## Work to be completed
Every entry that follows should be reproduced exactly.

## Input material
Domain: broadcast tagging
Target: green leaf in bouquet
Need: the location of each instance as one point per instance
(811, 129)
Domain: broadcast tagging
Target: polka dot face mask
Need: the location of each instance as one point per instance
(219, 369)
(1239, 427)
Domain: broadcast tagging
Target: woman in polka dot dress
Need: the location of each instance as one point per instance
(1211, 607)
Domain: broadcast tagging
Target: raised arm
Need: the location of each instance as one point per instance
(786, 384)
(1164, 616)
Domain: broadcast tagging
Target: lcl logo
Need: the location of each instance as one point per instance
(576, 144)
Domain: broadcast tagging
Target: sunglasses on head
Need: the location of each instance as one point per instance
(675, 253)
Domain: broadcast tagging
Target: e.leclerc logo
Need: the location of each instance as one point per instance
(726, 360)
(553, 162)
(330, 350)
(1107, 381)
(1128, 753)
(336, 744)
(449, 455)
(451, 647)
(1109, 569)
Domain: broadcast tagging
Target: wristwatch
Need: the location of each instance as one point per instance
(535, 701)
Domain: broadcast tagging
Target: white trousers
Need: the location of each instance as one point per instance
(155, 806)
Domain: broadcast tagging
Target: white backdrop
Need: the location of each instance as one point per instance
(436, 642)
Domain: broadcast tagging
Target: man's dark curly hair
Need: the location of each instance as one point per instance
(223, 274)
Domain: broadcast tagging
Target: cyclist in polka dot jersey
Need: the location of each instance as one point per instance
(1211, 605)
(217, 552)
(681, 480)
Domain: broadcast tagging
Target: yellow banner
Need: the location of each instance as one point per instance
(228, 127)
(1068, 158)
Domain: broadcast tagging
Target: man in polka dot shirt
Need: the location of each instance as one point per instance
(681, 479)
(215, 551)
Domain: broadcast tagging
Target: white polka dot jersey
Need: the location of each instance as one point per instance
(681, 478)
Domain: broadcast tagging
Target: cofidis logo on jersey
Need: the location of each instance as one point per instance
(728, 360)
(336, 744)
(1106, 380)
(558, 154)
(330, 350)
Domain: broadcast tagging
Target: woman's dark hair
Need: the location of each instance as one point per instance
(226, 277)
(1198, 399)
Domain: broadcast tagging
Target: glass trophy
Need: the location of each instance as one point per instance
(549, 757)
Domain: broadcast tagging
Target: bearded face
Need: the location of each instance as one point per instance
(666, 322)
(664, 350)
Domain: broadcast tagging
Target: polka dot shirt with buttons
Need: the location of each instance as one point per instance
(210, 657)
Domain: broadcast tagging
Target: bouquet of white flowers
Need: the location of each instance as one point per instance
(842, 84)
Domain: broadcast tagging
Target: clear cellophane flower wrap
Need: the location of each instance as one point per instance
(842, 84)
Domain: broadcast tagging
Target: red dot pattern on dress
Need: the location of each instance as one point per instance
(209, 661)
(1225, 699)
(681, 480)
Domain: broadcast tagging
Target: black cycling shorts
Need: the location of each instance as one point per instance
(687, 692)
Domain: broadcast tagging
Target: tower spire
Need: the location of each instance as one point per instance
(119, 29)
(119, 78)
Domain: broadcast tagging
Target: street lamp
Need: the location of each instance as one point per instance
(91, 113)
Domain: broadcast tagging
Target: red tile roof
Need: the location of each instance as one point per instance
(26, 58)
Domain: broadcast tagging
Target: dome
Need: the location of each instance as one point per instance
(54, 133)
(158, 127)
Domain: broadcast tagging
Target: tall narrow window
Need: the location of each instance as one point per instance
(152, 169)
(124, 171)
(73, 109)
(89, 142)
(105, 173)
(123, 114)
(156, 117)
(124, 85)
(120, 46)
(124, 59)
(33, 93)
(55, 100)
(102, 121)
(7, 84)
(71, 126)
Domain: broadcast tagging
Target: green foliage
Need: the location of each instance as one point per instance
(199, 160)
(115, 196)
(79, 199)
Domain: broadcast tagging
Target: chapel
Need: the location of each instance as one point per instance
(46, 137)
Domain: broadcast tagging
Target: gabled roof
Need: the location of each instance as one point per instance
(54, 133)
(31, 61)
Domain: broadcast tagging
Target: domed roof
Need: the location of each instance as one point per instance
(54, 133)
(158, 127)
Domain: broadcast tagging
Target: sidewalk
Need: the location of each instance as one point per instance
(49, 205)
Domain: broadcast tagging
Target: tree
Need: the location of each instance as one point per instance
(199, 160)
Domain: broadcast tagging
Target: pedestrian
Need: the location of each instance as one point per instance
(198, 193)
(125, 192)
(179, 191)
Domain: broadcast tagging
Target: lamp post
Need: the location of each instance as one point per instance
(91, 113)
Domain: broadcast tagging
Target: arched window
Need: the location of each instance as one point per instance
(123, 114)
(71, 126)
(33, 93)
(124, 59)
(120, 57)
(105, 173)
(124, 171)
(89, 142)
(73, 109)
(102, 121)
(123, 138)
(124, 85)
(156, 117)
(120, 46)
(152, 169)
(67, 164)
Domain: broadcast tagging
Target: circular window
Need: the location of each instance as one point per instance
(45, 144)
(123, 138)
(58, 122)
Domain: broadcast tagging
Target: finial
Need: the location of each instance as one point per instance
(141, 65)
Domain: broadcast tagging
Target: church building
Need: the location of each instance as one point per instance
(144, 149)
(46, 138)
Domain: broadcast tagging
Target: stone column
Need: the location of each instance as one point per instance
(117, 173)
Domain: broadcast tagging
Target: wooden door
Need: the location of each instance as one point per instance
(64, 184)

## Task result
Domain: broadcast tagging
Target: green leaf in bouquet
Need: the location of each instance as one point per instance
(811, 129)
Domain: broadcast tagging
Target: polka dot face mask
Need: the location of each instance as one point per instance
(219, 369)
(1239, 427)
Domain: broadcast tagging
Target: woman in polka dot dress
Need: the location of each instance as one point per instance
(1211, 607)
Domain: broadcast tagging
Target: raised arm
Need: the location of each instance as one point per instance
(786, 384)
(1164, 616)
Domain: broadcast tagging
Target: lcl logo
Need: the location of each instance as one point per instance
(576, 144)
Domain: broadcast tagging
Target: sunglasses on head
Need: the location of each instance as one point per instance
(675, 253)
Domain: broadcast tagging
Target: e.leclerc logo
Need: the location of each instance as one point per instance
(726, 360)
(553, 162)
(330, 350)
(1107, 381)
(1128, 753)
(336, 744)
(449, 455)
(451, 647)
(1109, 569)
Domain: broadcast tagging
Target: wristwatch
Need: the location of each instance as one point per instance
(535, 701)
Domain: broadcast tagging
Target: white trousers
Need: the location of each instance as one point per instance
(155, 806)
Domain: broadcast tagging
Target: white backdrop
Need: the location of each instance as one point per instance
(436, 642)
Domain: broadcast tagging
Target: man's dark curly hair
Need: the location of each instance as one point per instance
(223, 274)
Domain: broadcast tagging
Target: cyclist in polka dot jersey
Need: the location of each instance as one point per instance
(1211, 605)
(217, 552)
(681, 480)
Domain: broadcast tagging
Target: yellow banner
Need: the location of each instance as one point per instance
(228, 127)
(1068, 158)
Domain: broadcast tagging
Target: man in polka dot shirt
Need: the location of each instance as one point per instance
(681, 479)
(215, 551)
Domain: broadcast tagging
Target: white polka dot jersey
Need: the location of each instance as one point per instance
(681, 478)
Domain: broadcast tagging
Target: cofidis logo on jersey
Need: the location of each instance as one point per instance
(728, 360)
(336, 744)
(1106, 380)
(558, 154)
(330, 350)
Domain: broadcast tagging
Target: woman's dark hair
Need: the location of each instance as one point per instance
(226, 277)
(1198, 399)
Domain: broadcast tagging
Target: glass trophy
Need: the location of each instance as one point per instance
(549, 757)
Domain: broadcast tagging
Target: bearded face
Need: the location of each instance as one point per instance
(666, 322)
(664, 350)
Domain: broadcast tagging
Target: polka dot shirt with buttons
Need: the location of each instance as one point per instance
(210, 657)
Domain: broadcast tagging
Target: bouquet of white flowers
Need: the location of each instance as one point per instance
(842, 84)
Domain: broadcast tagging
Target: clear cellophane flower wrap
Need: the location of each instance as one point per instance
(842, 84)
Domain: broadcast tagging
Target: red dot pattern on dress
Need: the location of each instance as one point per instance
(209, 661)
(1225, 699)
(681, 480)
Domain: broadcast tagging
Target: black cycling shorts
Need: the location of each instance as one point per instance
(687, 692)
Domain: broadcast tagging
Target: tower spire
Need: the location of each instance as one point per instance
(119, 29)
(119, 78)
Domain: broadcast tagging
Target: street lamp
Need: the location of each instance as one point per instance
(91, 113)
Domain: broadcast tagging
Target: red tile roof
Need: the location of each instance as one point per instance
(26, 58)
Domain: broadcast tagging
Target: dome
Need: the location of each instance as one point per instance
(54, 133)
(158, 127)
Domain: broadcast tagging
Target: tall narrow window
Need: the location of each instance as one point per instance
(152, 169)
(124, 171)
(73, 109)
(89, 142)
(105, 173)
(123, 114)
(156, 117)
(124, 85)
(120, 46)
(124, 59)
(33, 93)
(55, 100)
(102, 121)
(7, 84)
(71, 126)
Domain: broadcast tagging
Target: green foliage
Need: the location of each instance as one point per instance
(199, 160)
(115, 196)
(79, 199)
Domain: broadcast tagging
Target: chapel
Need: the location of each instance as one point per instance
(46, 137)
Domain: broadcast tagging
Target: gabled roof
Need: the location of each instance as one point per instance
(54, 133)
(31, 61)
Domain: broadcast tagging
Target: domed roof
Need: the location of each instance as one point per instance
(54, 133)
(158, 127)
Domain: broadcast tagging
Target: sidewalk
Need: the location of each instance as one point per instance
(49, 205)
Domain: broadcast tagging
Target: tree
Need: the location of each instance as one point per instance
(199, 160)
Domain: broadcast tagging
Target: pedestrian
Need: the location of each instance as one point per instance
(198, 193)
(125, 192)
(179, 191)
Domain: broadcast tagging
Target: lamp post
Need: the location of each instance as one point per instance
(91, 113)
Domain: broadcast tagging
Target: arched window
Need: the location of each instance as one point per instance
(123, 114)
(71, 126)
(33, 93)
(124, 59)
(120, 57)
(105, 173)
(124, 171)
(89, 142)
(73, 109)
(102, 121)
(123, 138)
(124, 85)
(156, 117)
(120, 46)
(152, 169)
(67, 164)
Domain: broadcast tagging
Target: circular window
Need: the location of each instance as one point per instance
(45, 144)
(123, 138)
(58, 122)
Domain: broadcast tagging
Target: finial
Need: the location of each instance as one point per instance
(141, 65)
Domain: broadcast tagging
Target: church building
Need: the location of each instance as one point per instance
(144, 149)
(46, 138)
Domain: broadcast tagging
Target: stone column
Need: the location of each instance as one point per instance
(117, 173)
Domain: broadcast tagging
Target: wooden door
Need: the location of each instance as one point per instance
(64, 184)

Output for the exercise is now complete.